● Exercise brief:
Without any change, set down every record below.

····················

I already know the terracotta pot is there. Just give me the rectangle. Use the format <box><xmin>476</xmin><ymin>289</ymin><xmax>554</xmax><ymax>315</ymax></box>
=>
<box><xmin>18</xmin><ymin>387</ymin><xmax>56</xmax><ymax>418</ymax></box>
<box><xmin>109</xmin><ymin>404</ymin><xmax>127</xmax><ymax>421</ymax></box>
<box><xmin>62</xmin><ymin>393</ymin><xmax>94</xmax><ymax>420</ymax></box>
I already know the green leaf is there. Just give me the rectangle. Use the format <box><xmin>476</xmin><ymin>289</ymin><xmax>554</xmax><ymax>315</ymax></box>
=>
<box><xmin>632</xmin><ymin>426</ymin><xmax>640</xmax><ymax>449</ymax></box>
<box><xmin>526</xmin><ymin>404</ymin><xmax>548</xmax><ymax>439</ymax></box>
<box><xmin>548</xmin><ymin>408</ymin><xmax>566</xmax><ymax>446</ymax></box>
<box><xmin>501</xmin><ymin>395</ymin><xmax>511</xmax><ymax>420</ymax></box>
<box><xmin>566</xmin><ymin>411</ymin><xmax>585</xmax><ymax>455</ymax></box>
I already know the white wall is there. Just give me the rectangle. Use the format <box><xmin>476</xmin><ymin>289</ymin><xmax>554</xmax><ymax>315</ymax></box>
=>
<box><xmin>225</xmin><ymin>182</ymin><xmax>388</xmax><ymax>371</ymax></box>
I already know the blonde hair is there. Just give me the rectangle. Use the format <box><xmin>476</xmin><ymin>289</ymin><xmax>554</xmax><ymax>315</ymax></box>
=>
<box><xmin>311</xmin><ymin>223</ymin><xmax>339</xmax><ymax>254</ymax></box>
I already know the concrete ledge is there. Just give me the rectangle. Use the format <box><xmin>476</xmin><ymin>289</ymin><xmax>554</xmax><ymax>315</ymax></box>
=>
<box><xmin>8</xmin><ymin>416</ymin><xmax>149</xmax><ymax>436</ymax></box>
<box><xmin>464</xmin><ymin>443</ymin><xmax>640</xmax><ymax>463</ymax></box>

····················

● Result of this exercise:
I already know the terracotta pot is there. Just give me the rectangle. Use the format <box><xmin>476</xmin><ymin>289</ymin><xmax>554</xmax><ymax>315</ymax></box>
=>
<box><xmin>18</xmin><ymin>387</ymin><xmax>56</xmax><ymax>418</ymax></box>
<box><xmin>109</xmin><ymin>404</ymin><xmax>127</xmax><ymax>421</ymax></box>
<box><xmin>62</xmin><ymin>393</ymin><xmax>94</xmax><ymax>420</ymax></box>
I already know the green leaf is there. Just give me the rectangle. Use the format <box><xmin>476</xmin><ymin>289</ymin><xmax>554</xmax><ymax>315</ymax></box>
=>
<box><xmin>632</xmin><ymin>426</ymin><xmax>640</xmax><ymax>449</ymax></box>
<box><xmin>526</xmin><ymin>404</ymin><xmax>548</xmax><ymax>439</ymax></box>
<box><xmin>548</xmin><ymin>408</ymin><xmax>566</xmax><ymax>446</ymax></box>
<box><xmin>501</xmin><ymin>395</ymin><xmax>511</xmax><ymax>420</ymax></box>
<box><xmin>566</xmin><ymin>411</ymin><xmax>585</xmax><ymax>455</ymax></box>
I already know the white wall is there. Just give me the rectangle. Use the format <box><xmin>476</xmin><ymin>289</ymin><xmax>554</xmax><ymax>315</ymax></box>
=>
<box><xmin>225</xmin><ymin>182</ymin><xmax>388</xmax><ymax>371</ymax></box>
I already know the blonde hair is there. Just give me the rectangle. Use the format <box><xmin>476</xmin><ymin>289</ymin><xmax>554</xmax><ymax>315</ymax></box>
=>
<box><xmin>311</xmin><ymin>223</ymin><xmax>339</xmax><ymax>254</ymax></box>
I already know the concrete ledge is there. Just give me the rectangle. Use the format <box><xmin>476</xmin><ymin>289</ymin><xmax>554</xmax><ymax>315</ymax></box>
=>
<box><xmin>8</xmin><ymin>416</ymin><xmax>149</xmax><ymax>436</ymax></box>
<box><xmin>464</xmin><ymin>443</ymin><xmax>640</xmax><ymax>463</ymax></box>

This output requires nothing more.